Task requirements — The reply should give back every entry exactly as written.

Entries taken from a collection

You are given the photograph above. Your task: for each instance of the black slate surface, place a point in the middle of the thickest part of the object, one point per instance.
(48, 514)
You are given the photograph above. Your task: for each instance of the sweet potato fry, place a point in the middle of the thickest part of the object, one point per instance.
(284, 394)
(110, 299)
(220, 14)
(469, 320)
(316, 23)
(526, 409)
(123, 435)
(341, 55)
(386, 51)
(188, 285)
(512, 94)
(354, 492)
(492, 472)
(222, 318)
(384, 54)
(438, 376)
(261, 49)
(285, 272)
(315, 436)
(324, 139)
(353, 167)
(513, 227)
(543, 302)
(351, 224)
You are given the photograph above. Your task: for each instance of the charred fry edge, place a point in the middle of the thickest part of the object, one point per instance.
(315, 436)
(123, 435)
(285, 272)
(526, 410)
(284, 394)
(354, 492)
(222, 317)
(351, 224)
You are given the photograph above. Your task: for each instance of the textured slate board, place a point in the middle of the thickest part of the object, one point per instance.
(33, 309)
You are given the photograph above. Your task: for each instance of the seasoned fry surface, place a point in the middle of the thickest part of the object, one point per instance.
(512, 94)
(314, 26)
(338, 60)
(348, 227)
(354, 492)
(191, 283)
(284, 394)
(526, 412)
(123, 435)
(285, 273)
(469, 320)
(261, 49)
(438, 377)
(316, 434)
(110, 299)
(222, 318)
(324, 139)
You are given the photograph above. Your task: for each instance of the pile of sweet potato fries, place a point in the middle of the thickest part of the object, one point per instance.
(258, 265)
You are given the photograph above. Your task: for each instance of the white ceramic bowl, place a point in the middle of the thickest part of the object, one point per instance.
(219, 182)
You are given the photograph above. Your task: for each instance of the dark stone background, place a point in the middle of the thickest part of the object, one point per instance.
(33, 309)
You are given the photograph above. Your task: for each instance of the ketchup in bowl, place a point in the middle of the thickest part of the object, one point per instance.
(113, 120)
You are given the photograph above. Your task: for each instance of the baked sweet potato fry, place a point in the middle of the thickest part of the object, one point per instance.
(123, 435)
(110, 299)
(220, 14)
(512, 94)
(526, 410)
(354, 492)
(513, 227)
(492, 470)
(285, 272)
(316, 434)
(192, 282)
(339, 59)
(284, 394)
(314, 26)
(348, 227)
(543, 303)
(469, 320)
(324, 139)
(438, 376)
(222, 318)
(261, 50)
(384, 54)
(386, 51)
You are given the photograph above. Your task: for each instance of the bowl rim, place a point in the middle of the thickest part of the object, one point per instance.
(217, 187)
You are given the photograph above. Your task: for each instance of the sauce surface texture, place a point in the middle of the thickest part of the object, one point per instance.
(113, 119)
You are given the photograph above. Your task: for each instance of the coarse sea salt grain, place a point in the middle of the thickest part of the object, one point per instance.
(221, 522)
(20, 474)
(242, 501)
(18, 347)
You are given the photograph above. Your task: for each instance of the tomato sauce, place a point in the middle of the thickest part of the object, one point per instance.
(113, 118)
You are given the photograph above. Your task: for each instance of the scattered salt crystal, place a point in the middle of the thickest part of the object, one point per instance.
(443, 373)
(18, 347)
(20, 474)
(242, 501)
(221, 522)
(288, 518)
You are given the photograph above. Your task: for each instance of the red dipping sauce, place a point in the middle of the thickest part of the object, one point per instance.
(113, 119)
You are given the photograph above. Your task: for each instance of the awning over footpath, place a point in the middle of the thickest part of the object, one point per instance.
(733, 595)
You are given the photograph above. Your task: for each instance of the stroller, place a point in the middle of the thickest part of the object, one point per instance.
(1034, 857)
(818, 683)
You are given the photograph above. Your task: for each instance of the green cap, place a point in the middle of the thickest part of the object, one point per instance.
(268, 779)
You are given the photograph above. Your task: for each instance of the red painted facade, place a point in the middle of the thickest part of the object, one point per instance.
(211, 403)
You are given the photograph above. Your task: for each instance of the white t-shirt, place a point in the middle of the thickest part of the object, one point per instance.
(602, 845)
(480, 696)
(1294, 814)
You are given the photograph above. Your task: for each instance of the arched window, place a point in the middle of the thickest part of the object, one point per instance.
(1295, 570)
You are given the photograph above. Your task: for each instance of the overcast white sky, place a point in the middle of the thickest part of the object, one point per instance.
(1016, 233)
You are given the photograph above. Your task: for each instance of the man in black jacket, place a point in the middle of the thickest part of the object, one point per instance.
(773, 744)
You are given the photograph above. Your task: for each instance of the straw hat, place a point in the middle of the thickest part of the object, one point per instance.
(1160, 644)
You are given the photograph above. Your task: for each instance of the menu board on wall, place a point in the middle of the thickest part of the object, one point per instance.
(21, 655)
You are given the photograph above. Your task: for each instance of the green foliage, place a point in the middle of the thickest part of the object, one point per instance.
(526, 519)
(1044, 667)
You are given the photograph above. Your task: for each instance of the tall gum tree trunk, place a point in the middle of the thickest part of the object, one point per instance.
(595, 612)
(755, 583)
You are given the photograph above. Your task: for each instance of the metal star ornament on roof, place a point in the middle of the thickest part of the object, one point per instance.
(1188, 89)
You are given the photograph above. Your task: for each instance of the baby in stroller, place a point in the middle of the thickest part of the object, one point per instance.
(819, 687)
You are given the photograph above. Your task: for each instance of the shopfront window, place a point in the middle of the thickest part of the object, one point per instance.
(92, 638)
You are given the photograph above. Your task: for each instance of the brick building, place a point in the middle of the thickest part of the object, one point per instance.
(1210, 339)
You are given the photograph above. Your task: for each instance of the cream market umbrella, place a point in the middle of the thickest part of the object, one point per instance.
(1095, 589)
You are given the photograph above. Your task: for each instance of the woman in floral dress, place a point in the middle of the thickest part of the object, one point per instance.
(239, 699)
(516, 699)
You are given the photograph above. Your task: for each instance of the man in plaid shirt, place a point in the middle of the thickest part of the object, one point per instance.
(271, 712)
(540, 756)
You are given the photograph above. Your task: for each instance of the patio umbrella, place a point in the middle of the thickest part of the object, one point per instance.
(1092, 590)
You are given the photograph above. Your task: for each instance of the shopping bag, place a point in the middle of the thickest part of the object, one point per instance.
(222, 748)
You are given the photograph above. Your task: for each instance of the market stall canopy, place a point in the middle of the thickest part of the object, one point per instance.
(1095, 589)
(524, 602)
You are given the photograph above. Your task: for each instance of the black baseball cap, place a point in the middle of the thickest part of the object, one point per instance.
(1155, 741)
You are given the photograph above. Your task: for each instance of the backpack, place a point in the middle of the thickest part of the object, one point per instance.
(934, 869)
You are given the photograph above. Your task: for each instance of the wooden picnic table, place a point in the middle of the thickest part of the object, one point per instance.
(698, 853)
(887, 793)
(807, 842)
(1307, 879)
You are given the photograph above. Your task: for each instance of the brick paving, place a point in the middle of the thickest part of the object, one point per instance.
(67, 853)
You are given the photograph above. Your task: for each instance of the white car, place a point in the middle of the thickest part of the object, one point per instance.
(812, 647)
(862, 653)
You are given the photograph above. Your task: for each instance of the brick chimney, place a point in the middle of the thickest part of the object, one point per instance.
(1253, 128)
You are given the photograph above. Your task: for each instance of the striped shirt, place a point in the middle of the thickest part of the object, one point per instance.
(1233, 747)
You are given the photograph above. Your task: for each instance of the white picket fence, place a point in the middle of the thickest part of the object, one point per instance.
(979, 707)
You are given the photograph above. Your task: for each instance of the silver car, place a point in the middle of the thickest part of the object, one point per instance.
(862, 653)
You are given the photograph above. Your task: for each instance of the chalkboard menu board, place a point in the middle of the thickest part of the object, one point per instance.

The answer —
You are given the photograph above. Your task: for each instance of the black slate surface, place a point in the middle of the thickest part of the object, one point per instance.
(48, 514)
You are given the photograph above. Your task: for each instance of the sweet potato fry, place a point in the middle of the thickest part of the object, one point per instance.
(284, 394)
(110, 299)
(220, 14)
(469, 320)
(316, 23)
(526, 409)
(123, 435)
(341, 55)
(386, 51)
(188, 285)
(512, 94)
(354, 492)
(492, 472)
(222, 318)
(384, 54)
(438, 376)
(261, 49)
(285, 272)
(315, 436)
(324, 139)
(353, 167)
(513, 227)
(543, 302)
(351, 224)
You are given the photograph above. Your task: for each instance of the charred fry edge, place a point in the middle of the thickest part of the object, one point per instance.
(315, 436)
(123, 435)
(285, 272)
(526, 410)
(284, 394)
(354, 492)
(222, 317)
(351, 224)
You are given the photograph above. Your task: for each instance of the textured slate board, place a point in the middle of the thickest part of the object, one point per instance.
(33, 309)
You are given the photograph above. Your task: for each instance of the seasoned fry surface, place a point in the middle of the thickest part of the object, one point per instance.
(512, 94)
(314, 26)
(338, 60)
(348, 227)
(354, 492)
(191, 283)
(284, 394)
(526, 412)
(123, 435)
(285, 273)
(469, 320)
(261, 49)
(438, 377)
(316, 434)
(110, 299)
(222, 318)
(324, 139)
You are given the photograph above. Your task: for each instance of the pile of sweet potato fries, place a point in the middle of the thickest part of the object, one point per instance.
(258, 265)
You are given the photograph above. Your task: for each instance of the white ceramic bowl, place a point in the middle of the thickest part of the object, one point per instance.
(219, 182)
You are given the photograph above. Your task: for each instance of the dark stone background, place a point in the middle of the thickest part of the object, one point per instance.
(33, 309)
You are given the photograph above. Your task: for each instance of the ketchup in bowl, place a point in the middle of the thickest part of the object, one point per instance.
(113, 120)
You are given the photograph above. Your task: for each instance of the baked sweet potato fry, place a point in the middle of the thickest part of the object, one point per instance.
(123, 435)
(110, 299)
(220, 14)
(512, 94)
(526, 410)
(354, 492)
(513, 227)
(492, 470)
(285, 272)
(316, 434)
(192, 282)
(339, 59)
(284, 394)
(314, 26)
(348, 227)
(543, 303)
(469, 320)
(324, 139)
(438, 376)
(222, 318)
(261, 50)
(384, 54)
(386, 51)
You are given the photograph above. Your task: for each instance of the bowl rim, place a point in the middle of the thickest part of the object, one point per instance.
(217, 187)
You are given the photograph above. Your task: for each instance of the sauce surface texture, place a point in the middle of the thickest part of the object, one point per instance.
(113, 119)
You are given the photograph above. Your task: for each instance of the coarse sea salt grain, place a point in the middle of the thickest part of the object, one point per instance.
(221, 522)
(20, 474)
(242, 501)
(18, 347)
You are given the photograph above. Your task: for each instance of the tomato sauce, place a point in the middle of the thickest part of the object, one point per instance.
(113, 118)
You are given the photograph above. Your task: for each instance of the scattered salt crystal, place a point in the middle of the thickest part of the object, one point per instance.
(443, 373)
(18, 347)
(20, 474)
(242, 501)
(221, 522)
(288, 518)
You are given the photograph above. Your task: for each instance of the red dipping sauce, place a point in the middle of the thickest part of the object, one point per instance.
(113, 119)
You are given the photograph above. Your task: for each instance of the awning over footpath, place a point in the middle of the thickest part of the object, one point per instance.
(733, 595)
You are given the photograph above. Your task: for each instance of the stroller, place a point in the middle of the thickest part of the object, one point per instance.
(1034, 857)
(818, 683)
You are given the photograph above. Your task: for each instance of the green cap, place a point in the middle of the thickest part of the object, one point per instance.
(268, 779)
You are given the photograph above. Your task: for each instance of the red painted facade, place a point in the middle of the thickest part of the object, one point per instance.
(211, 403)
You are given the photograph above. Your task: for each instance of the white t-shirt, place a point in the middle of the thickest part of the object, one point per instance.
(602, 845)
(480, 696)
(1294, 814)
You are given the photograph above. Your task: for each instance of the arched window, place a point in the middle of the thickest part of the object, one point per instance.
(1295, 570)
You are given the photograph above. Your task: for each instance of the overcast white sky, place a point in the middle of the thickest part of the object, one point per instance.
(1016, 233)
You are given the photograph above. Your task: for each instance of the man in black jacket, place a point in the middle of the thickest part of the object, one point per instance.
(773, 744)
You are given the photograph above. Your task: for each instance of the straw hat, place a point in the middle of the thickest part of the object, one point per instance.
(1160, 644)
You are given the photograph above. Your task: for each instance of the menu board on wall, place a point in the middle of the thickest part of the object, one point per instance.
(21, 655)
You are given the photograph above. Your task: for each instance of the green foliage, place a point in the middle of the thickest part of the object, one point per instance.
(526, 519)
(1044, 667)
You are given the photograph above. Your task: for each instance of the tall gum tree trunk, place a point in the middle of the thickest part of the object, one point per instance.
(595, 612)
(755, 583)
You are given the photograph above. Your task: for each instance of the metal star ornament on roof, place a point in the middle of the thickest part of the object, one point per instance.
(1188, 89)
You are given the photograph above. Your task: for each instance of the baby in stroller, place a point in the middle of the thickest part of the object, one point per instance.
(819, 687)
You are given the photograph above. Your task: for each instance of the shopfront window, place a point in the middle of the thickest part of the object, one point per instance.
(92, 638)
You are given the photograph above. Your task: for each instance of the brick building, place a point in the middle of the thickest part of the object, one point per instance.
(1210, 339)
You are given the photograph above. Your task: for each instance of the cream market umbrella, place a point in the middle of the thickest part of the object, one point per instance.
(1095, 589)
You are given the photograph above. Your task: for each instance of the woman in floral dress, place a point in the middle of the thickest part of the object, one point per instance.
(239, 699)
(516, 699)
You are given the photograph above. Your task: for each instance of the man in plaid shirt, place a point in the middle of the thickest part of the object, one point per instance.
(271, 712)
(540, 756)
You are given the photograph above. Your task: for each instance of the patio umbrella, place a point in the middle of the thickest part of the object, one point per instance.
(1092, 590)
You are given the photograph above. Your task: for each instance of the shopping bag, place a point in the middle of the thickest part of the object, one point per instance.
(222, 748)
You are given the photograph above. Your task: for each instance of the market stall canopy, place a point in the middle of the thickest part of the object, one point per instance.
(1095, 589)
(524, 602)
You are given the photograph above. Your task: for each instance of the black baseball cap, place a point in the middle of the thickest part of the object, one point per instance.
(1155, 741)
You are given the photograph above. Your task: for each instance of the backpack, place a point in the middle of the thickest part of the object, one point per instance.
(934, 869)
You are given the photograph above. Your task: for each instance of the wooden picnic table, place a point in the middle of the thickest part of the object, one point per instance.
(698, 853)
(887, 793)
(807, 842)
(1307, 879)
You are given the photograph above. Your task: for each instance of the brick paving, place a point in the middle of the thickest part of the object, one point per instance.
(67, 853)
You are given the photograph above. Your task: for each instance of the white car, place a point in the middle of the thickest part of the object, one point per instance.
(812, 647)
(862, 653)
You are given the photograph above. Your task: for each instance of the brick chimney, place a point in the middle of the thickest part of the object, one point per instance.
(1253, 128)
You are given the photograph above. Your task: for each instance of the striped shirt, place a point in the middle of the thickest part of the object, one point per instance.
(1233, 747)
You are given the photograph above. Your task: for each instance of the white picket fence, place a point in the middle of the thickest part of the object, one point per instance.
(979, 707)
You are given the photograph above. Your task: for each instance of the silver car, place a point in the middle of the thickest part of the object, one point per instance.
(862, 653)
You are given the photograph above. Your task: for each instance of the chalkboard menu board, place a point in the middle of the thickest part of the object, one point per instance.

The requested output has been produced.